◆ What the task requires
What is needed is an exact copy of all the data.

◆ Data items
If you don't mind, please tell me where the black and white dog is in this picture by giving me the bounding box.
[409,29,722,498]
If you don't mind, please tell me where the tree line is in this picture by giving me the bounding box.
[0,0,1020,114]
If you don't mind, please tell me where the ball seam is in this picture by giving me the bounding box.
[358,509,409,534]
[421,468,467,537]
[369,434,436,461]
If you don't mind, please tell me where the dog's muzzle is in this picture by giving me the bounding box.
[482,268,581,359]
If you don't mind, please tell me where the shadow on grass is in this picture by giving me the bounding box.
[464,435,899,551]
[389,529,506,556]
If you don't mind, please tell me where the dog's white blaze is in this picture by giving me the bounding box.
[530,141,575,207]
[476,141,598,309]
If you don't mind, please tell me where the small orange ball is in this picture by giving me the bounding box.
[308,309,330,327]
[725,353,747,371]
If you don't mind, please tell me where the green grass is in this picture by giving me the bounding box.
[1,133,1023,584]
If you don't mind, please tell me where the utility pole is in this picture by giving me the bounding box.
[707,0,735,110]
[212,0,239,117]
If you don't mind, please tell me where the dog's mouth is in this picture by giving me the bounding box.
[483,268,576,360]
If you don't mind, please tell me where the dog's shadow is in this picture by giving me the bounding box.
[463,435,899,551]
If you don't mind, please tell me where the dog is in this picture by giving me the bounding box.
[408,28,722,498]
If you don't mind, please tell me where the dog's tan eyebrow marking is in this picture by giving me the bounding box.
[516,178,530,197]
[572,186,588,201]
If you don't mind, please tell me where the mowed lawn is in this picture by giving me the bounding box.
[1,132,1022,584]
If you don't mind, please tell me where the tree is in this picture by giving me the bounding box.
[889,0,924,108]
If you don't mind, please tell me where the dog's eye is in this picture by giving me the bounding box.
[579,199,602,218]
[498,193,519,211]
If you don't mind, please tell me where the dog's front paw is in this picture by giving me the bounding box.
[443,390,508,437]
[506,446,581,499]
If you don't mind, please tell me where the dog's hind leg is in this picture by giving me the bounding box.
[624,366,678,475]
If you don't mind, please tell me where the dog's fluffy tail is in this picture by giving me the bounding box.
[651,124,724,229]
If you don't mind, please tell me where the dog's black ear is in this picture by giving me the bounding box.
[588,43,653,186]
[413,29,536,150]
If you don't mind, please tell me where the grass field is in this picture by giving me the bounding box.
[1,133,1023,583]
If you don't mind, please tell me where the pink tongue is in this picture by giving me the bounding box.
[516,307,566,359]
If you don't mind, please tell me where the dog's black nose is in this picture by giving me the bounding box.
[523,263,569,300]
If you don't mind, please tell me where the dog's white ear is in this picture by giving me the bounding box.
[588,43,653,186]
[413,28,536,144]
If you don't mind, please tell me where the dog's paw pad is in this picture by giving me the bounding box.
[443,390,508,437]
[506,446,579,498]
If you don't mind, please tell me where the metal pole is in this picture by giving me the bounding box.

◆ Expected answer
If you don't mind, please tell me where the black and white dog is in this picture by giving me the bounding box.
[409,29,722,498]
If you don't mind, please tell me where the tree line is in this picture by giving me the bounding box.
[0,0,1020,114]
If you don't mind, please tell me where the ball seam is in this picture by giving me the bounding box.
[358,509,409,534]
[421,468,467,537]
[369,434,436,461]
If you don't mind, please tell me where the dog's muzzle is in this picture by giving me the bounding box.
[482,268,581,359]
If you don't mind, please tell me where the shadow on grass is in this picture by giving me the bounding box.
[464,435,899,551]
[389,529,506,556]
If you don't mind, please tell me where the dog's white blaze is in this picture by giving me the bounding box.
[530,141,575,207]
[476,141,598,309]
If you don't mind, please tell me where the small orange ball is in this picture by giving me the bounding box.
[308,309,330,327]
[725,353,747,371]
If you don't mind, please tell me where the green grass is in this picture by giving me the bounding box.
[1,133,1023,584]
If you don't mind, please tell me where the utility pole is in this picture by giving me the bounding box.
[707,0,735,110]
[212,0,239,117]
If you don't mind, please tell me where the dog's mouth is in this picture by giving me the bounding box.
[483,268,576,360]
If you don't mind, please tell me where the dog's shadow is in this picture by giving me the bounding box.
[463,435,899,551]
If you don't mind, please tell me where the dog is in this picture by giving me the bounding box.
[408,28,722,498]
If you don't mind, please tell me where the dog's tan eyebrow marking is in this picture by giving me the bounding box.
[516,178,530,197]
[572,186,588,201]
If you don't mind, please tell me where the mowed lawn is in this picture by giving me the bounding box.
[1,132,1022,584]
If you don't mind, please tell me where the tree is in this picture by giving me the bounding box.
[889,0,924,108]
If you don't mind, please tell me where the dog's eye is in this picture by giving me the bounding box.
[579,199,602,218]
[498,193,519,211]
If you don't mind, please tell me where the dog's front paw is in this picture by giving me the bounding box.
[443,390,508,437]
[506,446,581,499]
If you don't mind, please tell me where the dog's hind leg is in this picture by giving me the bounding box.
[624,366,678,475]
If you don't mind, please tell me where the dog's fluffy tail is in this picture by giving me the bounding box.
[651,124,724,229]
If you don't mind, please tell me where the dog's black ear is in this picture by giving me the bounding box.
[588,43,653,186]
[413,29,536,150]
If you don't mind, please tell me where the grass field is in this picture by giving me the bounding box.
[1,133,1023,583]
If you don't mind, please tell me where the pink tongue is in this picture by giving me the bounding box.
[516,307,566,359]
If you don't mind, please tell me where the dog's black nose is in this picture by giving me the bounding box.
[523,263,569,300]
If you don't mind, please tell me where the dog's white ear is in this picture by giving me the bounding box.
[588,43,653,186]
[413,28,536,144]
If you don't mind, please tell me where the dog's paw pad is in this picture by giving me the bounding box.
[443,390,508,437]
[506,446,579,498]
If you don't mind, please tell me where the metal pole is in this picture by giving me the bounding box.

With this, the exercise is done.